(DATA)

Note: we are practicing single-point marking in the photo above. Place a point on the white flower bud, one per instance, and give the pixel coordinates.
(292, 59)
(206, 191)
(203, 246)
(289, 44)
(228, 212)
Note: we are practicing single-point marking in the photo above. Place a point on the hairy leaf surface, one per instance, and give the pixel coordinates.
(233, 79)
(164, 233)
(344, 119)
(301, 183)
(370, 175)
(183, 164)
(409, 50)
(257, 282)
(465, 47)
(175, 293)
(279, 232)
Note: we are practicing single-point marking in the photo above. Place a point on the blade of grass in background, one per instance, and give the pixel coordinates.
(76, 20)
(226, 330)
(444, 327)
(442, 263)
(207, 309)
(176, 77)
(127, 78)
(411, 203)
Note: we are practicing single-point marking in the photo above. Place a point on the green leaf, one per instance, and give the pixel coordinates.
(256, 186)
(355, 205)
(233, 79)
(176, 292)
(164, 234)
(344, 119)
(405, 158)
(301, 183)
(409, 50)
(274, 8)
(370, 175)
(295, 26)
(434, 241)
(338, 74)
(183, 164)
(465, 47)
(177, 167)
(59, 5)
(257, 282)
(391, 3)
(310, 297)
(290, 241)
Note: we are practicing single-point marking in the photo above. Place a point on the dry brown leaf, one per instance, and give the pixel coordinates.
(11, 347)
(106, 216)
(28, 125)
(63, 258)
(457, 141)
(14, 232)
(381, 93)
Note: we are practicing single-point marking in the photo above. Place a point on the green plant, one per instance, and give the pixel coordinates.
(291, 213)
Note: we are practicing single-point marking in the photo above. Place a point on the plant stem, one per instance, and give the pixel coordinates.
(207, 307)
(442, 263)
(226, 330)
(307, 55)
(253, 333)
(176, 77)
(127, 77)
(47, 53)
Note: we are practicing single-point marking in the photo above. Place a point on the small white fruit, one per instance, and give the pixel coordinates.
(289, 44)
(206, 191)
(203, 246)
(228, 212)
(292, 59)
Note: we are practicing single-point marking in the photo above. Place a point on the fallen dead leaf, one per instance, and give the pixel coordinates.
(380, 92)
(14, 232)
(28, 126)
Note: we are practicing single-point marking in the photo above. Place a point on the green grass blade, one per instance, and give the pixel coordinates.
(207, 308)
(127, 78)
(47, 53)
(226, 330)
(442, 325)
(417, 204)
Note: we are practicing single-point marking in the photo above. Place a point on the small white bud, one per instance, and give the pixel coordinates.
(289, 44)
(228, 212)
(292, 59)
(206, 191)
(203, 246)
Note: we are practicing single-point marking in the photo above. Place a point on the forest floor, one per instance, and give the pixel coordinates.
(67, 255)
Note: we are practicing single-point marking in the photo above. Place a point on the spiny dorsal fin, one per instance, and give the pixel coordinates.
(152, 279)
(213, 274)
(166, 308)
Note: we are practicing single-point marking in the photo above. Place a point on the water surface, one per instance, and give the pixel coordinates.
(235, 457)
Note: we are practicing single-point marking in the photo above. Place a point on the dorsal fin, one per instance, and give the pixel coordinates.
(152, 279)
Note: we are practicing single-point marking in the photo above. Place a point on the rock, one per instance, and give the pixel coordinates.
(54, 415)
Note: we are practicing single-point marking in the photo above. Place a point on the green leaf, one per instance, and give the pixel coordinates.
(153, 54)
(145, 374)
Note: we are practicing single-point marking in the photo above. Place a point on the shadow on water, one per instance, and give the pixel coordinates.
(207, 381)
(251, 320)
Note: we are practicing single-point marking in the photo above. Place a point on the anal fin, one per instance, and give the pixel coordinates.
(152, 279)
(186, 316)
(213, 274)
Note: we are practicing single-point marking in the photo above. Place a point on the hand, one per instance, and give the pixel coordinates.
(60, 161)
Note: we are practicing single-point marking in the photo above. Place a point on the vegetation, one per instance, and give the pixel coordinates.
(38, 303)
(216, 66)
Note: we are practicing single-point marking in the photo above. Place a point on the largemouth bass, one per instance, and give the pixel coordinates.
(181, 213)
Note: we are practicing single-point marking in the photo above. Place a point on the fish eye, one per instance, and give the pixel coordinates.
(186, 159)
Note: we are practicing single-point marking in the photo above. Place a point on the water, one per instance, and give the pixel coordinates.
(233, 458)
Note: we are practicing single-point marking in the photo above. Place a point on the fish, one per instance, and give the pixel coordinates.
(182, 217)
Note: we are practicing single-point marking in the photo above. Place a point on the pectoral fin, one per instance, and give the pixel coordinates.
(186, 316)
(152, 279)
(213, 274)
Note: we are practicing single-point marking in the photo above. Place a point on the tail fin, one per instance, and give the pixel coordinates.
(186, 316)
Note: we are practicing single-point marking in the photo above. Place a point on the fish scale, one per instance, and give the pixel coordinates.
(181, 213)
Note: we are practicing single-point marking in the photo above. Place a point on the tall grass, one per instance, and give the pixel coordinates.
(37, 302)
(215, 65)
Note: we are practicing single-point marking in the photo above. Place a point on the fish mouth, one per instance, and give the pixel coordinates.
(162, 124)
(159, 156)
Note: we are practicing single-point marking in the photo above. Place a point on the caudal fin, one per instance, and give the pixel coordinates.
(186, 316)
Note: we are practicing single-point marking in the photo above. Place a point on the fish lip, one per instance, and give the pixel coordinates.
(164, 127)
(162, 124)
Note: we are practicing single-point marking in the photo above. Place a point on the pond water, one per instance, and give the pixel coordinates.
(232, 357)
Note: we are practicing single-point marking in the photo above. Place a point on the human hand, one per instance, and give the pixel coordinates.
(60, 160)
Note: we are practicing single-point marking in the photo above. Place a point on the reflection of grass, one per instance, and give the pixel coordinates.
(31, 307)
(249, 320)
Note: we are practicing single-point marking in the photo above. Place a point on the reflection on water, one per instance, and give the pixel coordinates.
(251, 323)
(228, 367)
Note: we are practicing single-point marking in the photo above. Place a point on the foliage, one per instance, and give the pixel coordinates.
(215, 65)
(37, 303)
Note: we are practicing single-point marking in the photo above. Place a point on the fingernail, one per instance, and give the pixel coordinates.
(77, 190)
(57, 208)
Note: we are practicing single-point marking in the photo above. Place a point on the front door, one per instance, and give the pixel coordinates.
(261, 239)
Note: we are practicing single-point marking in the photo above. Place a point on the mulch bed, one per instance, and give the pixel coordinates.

(PROBLEM STATEMENT) Could you retype exactly the lines from the one containing "on the pond" through the final line of the data above, and no others?

(EXERCISE OUTPUT)
Note: we are practicing single-point marking in the photo above. Place a point on the pond water, one per instance, and give the pixel coordinates.
(232, 357)
Note: we are practicing single-point marking in the photo above. Place a point on the human hand, one per instance, and give the pixel coordinates.
(60, 160)
Note: we are practicing single-point marking in the photo above. Place a point on the reflection of grass, one per instance, and give the pixel coordinates.
(31, 307)
(249, 320)
Note: we are practicing single-point marking in the photo above. Place a point on the reflection on water, one per instance, and give the pixel coordinates.
(251, 323)
(228, 367)
Note: we are practicing single-point marking in the photo above. Place a point on the foliage, one per instance, and give the pixel coordinates.
(215, 65)
(37, 303)
Note: we are practicing single-point marking in the photo above. Place a point on the fingernail, one per instance, and give the pixel coordinates.
(77, 190)
(57, 208)
Note: we are practicing single-point marking in the photo above. Place a point on the front door, one per instance, and give the pixel coordinates.
(261, 239)
Note: we are practicing single-point marking in the photo above. Place a point on the mulch bed, one per instance, and give the pixel coordinates.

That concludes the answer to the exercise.